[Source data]
-----
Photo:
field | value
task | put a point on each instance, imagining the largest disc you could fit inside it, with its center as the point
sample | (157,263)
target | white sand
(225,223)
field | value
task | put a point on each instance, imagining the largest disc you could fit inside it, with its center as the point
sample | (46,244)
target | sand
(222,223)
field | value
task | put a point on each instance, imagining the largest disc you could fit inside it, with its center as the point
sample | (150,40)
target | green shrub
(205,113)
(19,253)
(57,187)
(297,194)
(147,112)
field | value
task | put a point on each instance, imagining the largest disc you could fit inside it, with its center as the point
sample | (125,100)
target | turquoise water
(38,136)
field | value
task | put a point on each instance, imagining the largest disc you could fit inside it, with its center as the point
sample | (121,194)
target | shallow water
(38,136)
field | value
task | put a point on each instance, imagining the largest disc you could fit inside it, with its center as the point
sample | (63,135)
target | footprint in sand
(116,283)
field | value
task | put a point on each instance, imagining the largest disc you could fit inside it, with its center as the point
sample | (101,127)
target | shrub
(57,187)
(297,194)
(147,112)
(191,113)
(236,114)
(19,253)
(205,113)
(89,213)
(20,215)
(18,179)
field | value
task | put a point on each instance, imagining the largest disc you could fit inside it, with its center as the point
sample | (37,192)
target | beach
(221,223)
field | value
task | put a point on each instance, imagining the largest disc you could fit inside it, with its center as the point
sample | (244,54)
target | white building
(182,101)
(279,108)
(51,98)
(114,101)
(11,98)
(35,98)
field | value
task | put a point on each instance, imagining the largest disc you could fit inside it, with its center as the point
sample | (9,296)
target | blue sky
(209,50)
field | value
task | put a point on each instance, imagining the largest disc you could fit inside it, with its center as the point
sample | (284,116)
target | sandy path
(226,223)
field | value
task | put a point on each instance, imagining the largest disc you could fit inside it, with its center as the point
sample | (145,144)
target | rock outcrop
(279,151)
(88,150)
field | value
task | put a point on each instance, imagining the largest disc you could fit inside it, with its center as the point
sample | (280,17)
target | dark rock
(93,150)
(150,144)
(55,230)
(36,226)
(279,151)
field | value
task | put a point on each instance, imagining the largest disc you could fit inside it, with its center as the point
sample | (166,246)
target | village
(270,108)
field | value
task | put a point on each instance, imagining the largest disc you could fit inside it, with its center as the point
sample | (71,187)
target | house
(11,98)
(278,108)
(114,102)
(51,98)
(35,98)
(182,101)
-----
_What is needed_
Reproduce the listing shown above in its entirety, exactly.

_Worked answer_
Photo:
field | value
task | put a point on each instance, imagining the largest disc you could fit inside it, with its center as the point
sample | (157,263)
target | white sand
(225,223)
field | value
task | put a point on each instance, imagining the largest disc you could fit inside it, with its center as the point
sample | (46,244)
target | sand
(222,223)
field | value
task | put a point on each instance, imagining the largest disc you could fit inside it, with its center as the point
sample | (150,40)
target | green shrub
(205,113)
(19,253)
(57,187)
(297,194)
(147,112)
field | value
task | put a point on each instance, imagining the largest disc you could fit inside it, with its center as the point
sample | (125,100)
target | turquoise water
(38,136)
field | value
task | put a point on each instance, imagining the largest disc you could fit inside it, with its center as the point
sample | (121,194)
target | shallow water
(38,136)
field | value
task | put a point on each instance, imagining the largest disc you could fit inside it, with its center as the point
sample | (63,135)
target | footprint in sand
(116,283)
field | value
task | put a point on each instance, imagining the largest disc you could fit inside it, with its center as the point
sample | (101,127)
target | shrub
(57,187)
(297,194)
(147,112)
(191,113)
(236,114)
(19,253)
(205,113)
(89,213)
(20,215)
(18,179)
field | value
task | put a point on each instance, imagining the largest disc you could fit inside it, with its center as the point
sample | (37,192)
target | beach
(221,223)
field | value
task | put a point on each instance, imagining the largest disc you could fit inside it, with its center as the point
sample | (244,54)
target | white building
(182,101)
(279,108)
(51,98)
(114,101)
(11,98)
(35,98)
field | value
task | put a point on each instance, imagining the largest disc you could fit inside it, with its center as the point
sample | (9,296)
target | blue sky
(209,50)
field | value
task | put a point on each instance, imagining the largest disc you could fit inside it, with its center as the point
sample | (284,116)
target | sandy path
(226,223)
field | value
task | put a point on each instance, imagining the largest disc you could fit inside it, with its center as the point
sample | (145,144)
target | rock outcrop
(279,151)
(88,150)
field | value
task | put a point on each instance, imagining the largest disc you could fit inside it, with its center as the point
sample | (280,17)
target | dark rock
(93,150)
(150,144)
(55,230)
(36,226)
(279,151)
field | value
task | put a point on each instance, imagining the largest disc you could fit inside it, with its center as the point
sample | (166,246)
target | village
(270,108)
field | value
task | put a point on each instance, imagining the largest disc you could fit inside it, with its center as the point
sample | (71,187)
target | house
(11,98)
(278,108)
(114,102)
(51,98)
(35,98)
(182,101)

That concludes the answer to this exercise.